• DATASET ROWS:
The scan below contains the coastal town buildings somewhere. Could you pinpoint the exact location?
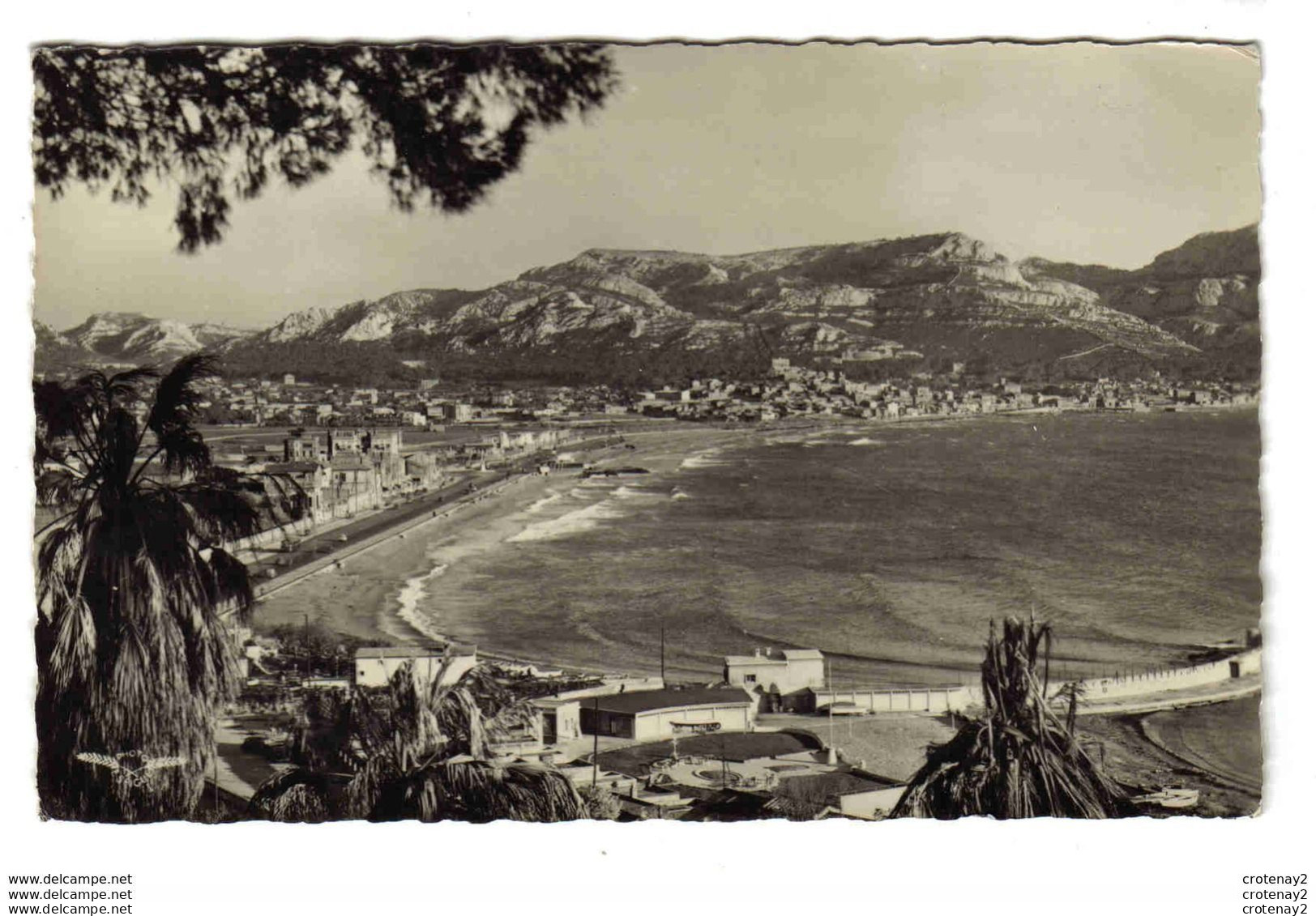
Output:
[352,646,478,687]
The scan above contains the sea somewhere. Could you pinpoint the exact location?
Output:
[386,409,1262,688]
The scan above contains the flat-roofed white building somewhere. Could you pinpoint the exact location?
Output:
[723,649,827,712]
[352,646,476,687]
[580,687,757,741]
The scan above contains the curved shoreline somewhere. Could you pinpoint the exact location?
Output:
[248,416,1253,689]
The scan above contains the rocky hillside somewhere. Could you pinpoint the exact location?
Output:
[1023,225,1261,369]
[62,312,250,364]
[36,228,1259,381]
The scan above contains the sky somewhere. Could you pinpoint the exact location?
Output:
[33,42,1262,329]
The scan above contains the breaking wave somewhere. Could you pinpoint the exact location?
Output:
[397,564,447,642]
[508,501,622,543]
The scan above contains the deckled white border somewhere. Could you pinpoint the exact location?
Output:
[0,0,1316,914]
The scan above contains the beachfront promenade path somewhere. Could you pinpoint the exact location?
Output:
[1078,674,1261,716]
[254,437,631,602]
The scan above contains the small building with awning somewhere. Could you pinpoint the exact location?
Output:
[580,687,758,741]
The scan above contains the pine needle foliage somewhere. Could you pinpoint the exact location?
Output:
[33,356,299,823]
[251,666,588,823]
[892,619,1132,820]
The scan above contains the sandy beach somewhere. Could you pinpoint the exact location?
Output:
[254,424,768,655]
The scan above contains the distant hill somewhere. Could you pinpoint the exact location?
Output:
[34,312,251,370]
[36,227,1259,381]
[1023,225,1261,374]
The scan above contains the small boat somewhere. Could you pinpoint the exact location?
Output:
[1130,788,1202,808]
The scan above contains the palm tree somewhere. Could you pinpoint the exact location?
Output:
[251,666,588,823]
[891,620,1132,819]
[33,356,297,823]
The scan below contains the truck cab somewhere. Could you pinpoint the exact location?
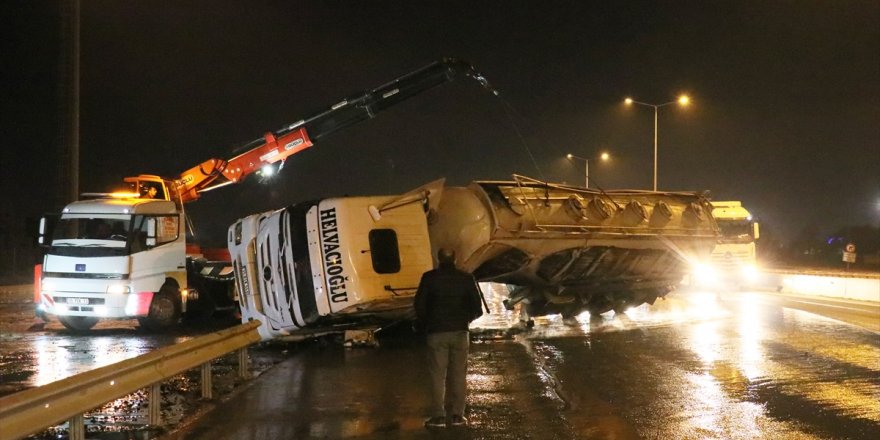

• DIRECTIVE:
Render every line of the listing above as a Markdown table with two columns: Row, holding a running row number, and Text, holding the line itself. Skip blank lines and leave the pictures out.

• OUTPUT:
| Row | Text |
|---|---|
| 1 | The scan below contains the coastal town buildings somewhere. Could you pinpoint the exact location? |
| 2 | Output: |
| 3 | [352,646,478,687] |
| 4 | The scan above contains the sea somewhere. Could you pinpoint the exact location? |
| 5 | Output: |
| 6 | [386,409,1262,688] |
| 7 | The scan above contains the flat-roofed white building somewhere. Could you pinpoint the exact location? |
| 8 | Output: |
| 9 | [723,649,827,712] |
| 10 | [352,646,476,687] |
| 11 | [580,687,757,741] |
| 12 | The scan above contains the curved shoreline somewhere. Could you pinpoint the exact location? |
| 13 | Output: |
| 14 | [248,416,1253,689] |
| 15 | The scan above contains the rocky hillside somewhere. Could you pinpoint the exact location? |
| 16 | Output: |
| 17 | [1023,225,1261,369] |
| 18 | [62,312,250,364] |
| 19 | [36,228,1259,381] |
| 20 | The scan above contains the sky somewhere. Could you pinpoint the exact location? |
| 21 | Output: |
| 22 | [33,42,1262,329] |
| 23 | The scan above contains the breaking wave somewhere. Could you pinpoint the exact location? |
| 24 | Output: |
| 25 | [397,564,447,642] |
| 26 | [508,501,622,543] |
| 27 | The scan above contains the deckled white border somewhere. Could you pinpoint the exact location? |
| 28 | Output: |
| 29 | [0,0,1316,914] |
| 30 | The scan above contains the beachfront promenade path somewhere. Could you pinpoint the exact location? |
| 31 | Output: |
| 32 | [1078,674,1261,716] |
| 33 | [254,437,631,602] |
| 34 | The scan above contains the small building with awning somewhere. Could you pinpoint the exact location? |
| 35 | Output: |
| 36 | [580,687,758,741] |
| 37 | The scan above contains the pine needle foliage somewhere. Could you pinpoint the exact location? |
| 38 | Output: |
| 39 | [33,356,299,823] |
| 40 | [251,666,588,823] |
| 41 | [892,619,1132,820] |
| 42 | The scan above contains the sandy beach somewhere. Could you pinpoint the exact location? |
| 43 | Output: |
| 44 | [254,424,768,655] |
| 45 | The scan above contains the distant hill somewhere. Could you pinpoint the exact location? |
| 46 | Output: |
| 47 | [34,312,251,370] |
| 48 | [36,227,1259,381] |
| 49 | [1023,225,1261,374] |
| 50 | The scan above contains the small boat somewhere. Could you pinpoint the exact location? |
| 51 | Output: |
| 52 | [1130,788,1202,808] |
| 53 | The scan above contains the palm tree somewhere. Could you pinpoint the exact location? |
| 54 | Output: |
| 55 | [251,666,588,823] |
| 56 | [891,620,1132,819] |
| 57 | [33,356,297,823] |
| 58 | The scan below contains the truck cab somewhere. Could you pinpoint the exact location? |